> [What to produce] Copy out the entries below precisely; nothing is to be omitted.

> [Data supplied]
---

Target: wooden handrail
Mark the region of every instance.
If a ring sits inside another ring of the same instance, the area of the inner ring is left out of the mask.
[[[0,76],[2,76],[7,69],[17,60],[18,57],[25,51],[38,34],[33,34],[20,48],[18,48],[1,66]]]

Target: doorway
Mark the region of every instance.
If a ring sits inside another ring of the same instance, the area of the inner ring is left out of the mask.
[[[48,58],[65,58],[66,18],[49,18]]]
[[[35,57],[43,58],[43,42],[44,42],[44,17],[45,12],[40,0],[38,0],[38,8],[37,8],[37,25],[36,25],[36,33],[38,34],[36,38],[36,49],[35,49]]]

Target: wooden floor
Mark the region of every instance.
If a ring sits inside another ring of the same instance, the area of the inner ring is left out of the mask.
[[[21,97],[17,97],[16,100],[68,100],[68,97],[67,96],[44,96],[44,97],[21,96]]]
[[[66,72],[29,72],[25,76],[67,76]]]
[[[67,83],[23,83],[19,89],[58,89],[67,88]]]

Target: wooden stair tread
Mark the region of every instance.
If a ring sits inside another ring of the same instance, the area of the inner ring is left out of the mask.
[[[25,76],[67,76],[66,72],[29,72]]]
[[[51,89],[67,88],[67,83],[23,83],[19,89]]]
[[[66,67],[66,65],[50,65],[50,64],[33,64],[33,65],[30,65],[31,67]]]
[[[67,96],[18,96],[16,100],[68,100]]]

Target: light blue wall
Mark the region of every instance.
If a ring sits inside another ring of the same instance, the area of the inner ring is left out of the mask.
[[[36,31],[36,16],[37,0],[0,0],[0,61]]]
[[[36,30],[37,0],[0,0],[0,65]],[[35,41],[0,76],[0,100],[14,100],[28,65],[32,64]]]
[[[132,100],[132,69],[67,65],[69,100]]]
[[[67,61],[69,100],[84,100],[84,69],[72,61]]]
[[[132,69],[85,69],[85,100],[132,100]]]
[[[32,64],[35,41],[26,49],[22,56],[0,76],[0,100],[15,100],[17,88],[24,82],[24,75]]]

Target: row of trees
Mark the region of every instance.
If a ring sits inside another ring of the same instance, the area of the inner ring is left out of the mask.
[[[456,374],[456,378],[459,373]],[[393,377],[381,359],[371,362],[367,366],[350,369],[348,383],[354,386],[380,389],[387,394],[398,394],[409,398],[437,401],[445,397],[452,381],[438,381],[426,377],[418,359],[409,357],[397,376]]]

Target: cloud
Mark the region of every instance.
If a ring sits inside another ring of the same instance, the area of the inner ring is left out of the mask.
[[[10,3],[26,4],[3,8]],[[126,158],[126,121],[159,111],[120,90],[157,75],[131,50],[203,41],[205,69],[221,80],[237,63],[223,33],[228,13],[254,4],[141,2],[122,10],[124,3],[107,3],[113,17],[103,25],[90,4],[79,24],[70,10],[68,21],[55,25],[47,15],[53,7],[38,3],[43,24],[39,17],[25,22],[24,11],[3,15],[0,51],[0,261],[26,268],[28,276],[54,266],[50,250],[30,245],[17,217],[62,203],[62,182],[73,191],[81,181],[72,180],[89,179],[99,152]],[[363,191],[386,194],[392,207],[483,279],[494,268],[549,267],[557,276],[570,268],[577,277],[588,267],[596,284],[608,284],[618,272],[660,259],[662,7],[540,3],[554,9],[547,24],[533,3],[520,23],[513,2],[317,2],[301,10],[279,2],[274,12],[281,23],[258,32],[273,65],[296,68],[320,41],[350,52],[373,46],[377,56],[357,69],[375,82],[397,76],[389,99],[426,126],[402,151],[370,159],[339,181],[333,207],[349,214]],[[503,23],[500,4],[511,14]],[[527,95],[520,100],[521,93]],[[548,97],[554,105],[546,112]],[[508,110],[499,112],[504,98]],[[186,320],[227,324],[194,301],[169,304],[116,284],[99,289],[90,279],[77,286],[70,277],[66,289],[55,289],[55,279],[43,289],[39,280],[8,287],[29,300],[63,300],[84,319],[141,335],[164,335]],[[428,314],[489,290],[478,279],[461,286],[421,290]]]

---

> [Task solution]
Target: wooden handrail
Mark the region of every instance.
If a ring sits inside another ring of the same instance, the area of the inner ring is left out of the mask.
[[[0,76],[2,76],[7,69],[17,60],[18,57],[25,51],[38,34],[33,34],[20,48],[18,48],[1,66]]]

Target: doorway
Mark the region of every instance.
If a ring sits inside another ring of the same instance, the area of the inner ring is left out of the mask.
[[[48,58],[65,58],[66,18],[49,18]]]
[[[35,57],[43,58],[43,42],[44,42],[44,17],[45,12],[40,0],[38,0],[38,8],[37,8],[37,25],[36,25],[36,33],[38,34],[36,38],[36,49],[35,49]]]

Target: wooden floor
Mark the region of every instance.
If a ring sits inside another ring of the same instance, the area of the inner ring is left out of the mask.
[[[21,97],[17,97],[16,100],[68,100],[68,97],[67,96],[44,96],[44,97],[21,96]]]
[[[66,72],[29,72],[25,76],[67,76]]]
[[[67,83],[23,83],[19,89],[58,89],[67,88]]]

Target: wooden stair tread
Mark the region of every instance.
If a ring sits inside another ring of the same instance, the area of the inner ring is left out of the mask.
[[[25,76],[67,76],[66,72],[29,72]]]
[[[51,89],[67,88],[67,83],[23,83],[19,89]]]
[[[66,67],[66,65],[50,65],[50,64],[33,64],[33,65],[30,65],[31,67]]]
[[[67,96],[18,96],[16,100],[68,100]]]

Target: light blue wall
Mark the region of every instance.
If a ring sits inside another ring of the same instance, the area of the inner ring is left out of the mask.
[[[36,31],[36,16],[37,0],[0,0],[0,61]]]
[[[36,30],[37,0],[0,0],[0,65]],[[35,41],[0,76],[0,100],[14,100],[28,65],[32,64]]]
[[[132,100],[132,69],[67,65],[69,100]]]
[[[67,61],[69,100],[84,100],[84,69],[72,61]]]
[[[132,69],[85,69],[85,100],[132,100]]]
[[[32,64],[35,41],[26,49],[22,56],[0,76],[0,100],[15,100],[17,88],[24,82],[24,75]]]

Target: row of trees
Mark the region of every instance.
If a ring sits inside another ring of the same instance, the area of the inner ring is left out of the mask.
[[[456,374],[456,378],[459,373]],[[393,377],[381,359],[371,362],[367,366],[350,369],[348,383],[354,386],[380,389],[387,394],[398,394],[409,398],[437,401],[445,397],[452,381],[438,381],[426,377],[418,359],[409,357],[397,376]]]

Target: cloud
Mark the region of every instance.
If a ring sits inside another ring of the same instance, the area of the inner ring is left out of the mask.
[[[10,3],[26,4],[3,8]],[[126,158],[126,121],[159,111],[120,90],[157,75],[131,50],[203,41],[205,69],[221,80],[237,63],[223,33],[228,13],[254,4],[141,2],[122,10],[124,3],[107,3],[113,17],[103,25],[90,4],[79,24],[70,10],[68,21],[55,25],[47,15],[53,7],[38,3],[43,24],[39,17],[25,22],[24,11],[3,15],[0,51],[0,261],[26,268],[28,276],[54,266],[50,250],[30,245],[17,217],[62,203],[62,182],[73,191],[81,181],[72,180],[89,179],[99,152]],[[363,191],[386,194],[392,207],[483,279],[494,268],[549,267],[557,276],[570,268],[577,277],[588,267],[596,284],[608,284],[618,272],[660,259],[662,7],[540,3],[554,9],[547,24],[533,3],[520,23],[513,2],[317,2],[301,10],[279,2],[274,12],[281,23],[258,32],[273,65],[296,68],[320,41],[350,52],[373,46],[377,56],[357,69],[375,82],[397,76],[389,99],[426,126],[402,151],[370,159],[339,181],[333,207],[349,214]],[[503,23],[500,4],[511,14]],[[527,95],[520,100],[521,93]],[[548,97],[554,105],[546,112]],[[508,110],[499,112],[504,98]],[[186,320],[227,324],[194,301],[169,304],[116,284],[99,289],[90,279],[77,286],[70,277],[66,289],[55,289],[55,279],[43,289],[39,280],[8,287],[29,300],[63,300],[84,319],[141,335],[164,335]],[[428,314],[489,290],[478,279],[461,286],[421,290]]]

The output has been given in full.